* [Given text]
# CGR11 promotes hepatocellular carcinoma progression by regulating autophagy through the PI3K/AKT pathway

**Authors:** Jia Zhou, Sulai Liu, Yinghui Song, Junjie Liu, Zhiguo Tan, Jie Liu, Xiaoxia Han, Yang Xing, Xinrun Wang, Chuang Peng, Bo Sun, Yufang Leng

PMC · DOI: 10.3389/fcell.2025.1692480 · Frontiers in Cell and Developmental Biology · 2026-01-07

## TL;DR

This study shows that CGR11 promotes liver cancer by reducing autophagy through the PI3K/AKT pathway, suggesting it as a potential therapeutic target.

## Contribution

CGR11 is identified as a novel oncogenic regulator in hepatocellular carcinoma via autophagy suppression through the PI3K/AKT pathway.

## Key findings

- CGR11 expression is elevated in HCC tissues and correlates with poor prognosis.

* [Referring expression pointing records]
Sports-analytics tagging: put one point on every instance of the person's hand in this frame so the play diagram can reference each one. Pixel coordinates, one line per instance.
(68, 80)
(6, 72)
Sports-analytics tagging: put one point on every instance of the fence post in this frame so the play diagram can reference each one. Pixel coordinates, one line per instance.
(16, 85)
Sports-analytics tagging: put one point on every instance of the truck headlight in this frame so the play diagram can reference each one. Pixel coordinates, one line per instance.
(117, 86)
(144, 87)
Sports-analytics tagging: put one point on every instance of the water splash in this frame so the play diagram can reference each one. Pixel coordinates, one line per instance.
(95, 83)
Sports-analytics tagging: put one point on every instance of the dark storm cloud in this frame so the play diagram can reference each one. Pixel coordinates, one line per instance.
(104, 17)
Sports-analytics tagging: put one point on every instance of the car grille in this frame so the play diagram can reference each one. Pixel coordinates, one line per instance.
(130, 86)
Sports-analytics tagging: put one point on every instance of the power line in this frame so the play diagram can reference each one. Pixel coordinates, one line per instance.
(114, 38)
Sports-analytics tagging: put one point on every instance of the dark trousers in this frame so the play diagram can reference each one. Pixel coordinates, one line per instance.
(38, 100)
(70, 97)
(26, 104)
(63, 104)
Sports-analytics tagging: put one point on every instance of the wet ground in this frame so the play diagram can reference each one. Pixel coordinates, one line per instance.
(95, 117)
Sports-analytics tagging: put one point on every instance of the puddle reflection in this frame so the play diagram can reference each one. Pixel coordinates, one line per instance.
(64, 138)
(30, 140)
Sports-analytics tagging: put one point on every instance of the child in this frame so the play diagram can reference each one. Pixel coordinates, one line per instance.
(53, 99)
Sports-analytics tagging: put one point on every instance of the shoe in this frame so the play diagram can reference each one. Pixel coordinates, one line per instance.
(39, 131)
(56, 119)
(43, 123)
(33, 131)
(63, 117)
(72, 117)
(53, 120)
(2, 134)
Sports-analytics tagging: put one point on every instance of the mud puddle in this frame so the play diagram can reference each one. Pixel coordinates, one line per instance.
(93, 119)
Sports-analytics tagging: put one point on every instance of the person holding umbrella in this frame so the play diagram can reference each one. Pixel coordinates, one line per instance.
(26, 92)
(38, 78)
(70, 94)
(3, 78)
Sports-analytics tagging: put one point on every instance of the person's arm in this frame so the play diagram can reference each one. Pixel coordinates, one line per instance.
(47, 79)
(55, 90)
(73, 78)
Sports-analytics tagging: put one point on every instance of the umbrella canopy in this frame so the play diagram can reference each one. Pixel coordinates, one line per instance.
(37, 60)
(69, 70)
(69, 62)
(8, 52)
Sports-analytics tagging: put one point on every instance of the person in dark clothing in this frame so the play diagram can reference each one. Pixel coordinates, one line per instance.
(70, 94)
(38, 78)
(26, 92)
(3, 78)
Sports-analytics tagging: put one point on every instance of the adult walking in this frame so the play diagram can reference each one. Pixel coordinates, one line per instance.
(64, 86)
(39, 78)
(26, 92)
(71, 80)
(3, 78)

* [Exercise A] In the CGR11 summary, which journal published the study?
* [Exercise B] Retype the part of the CGR11 summary that begins at the words "## Contribution" and stops after "with poor prognosis.".
These records were drawn from a separate source, not from the text.

* [Response area A] Frontiers in Cell and Developmental Biology

* [Response area B]
## Contribution

CGR11 is identified as a novel oncogenic regulator in hepatocellular carcinoma via autophagy suppression through the PI3K/AKT pathway.

## Key findings

- CGR11 expression is elevated in HCC tissues and correlates with poor prognosis.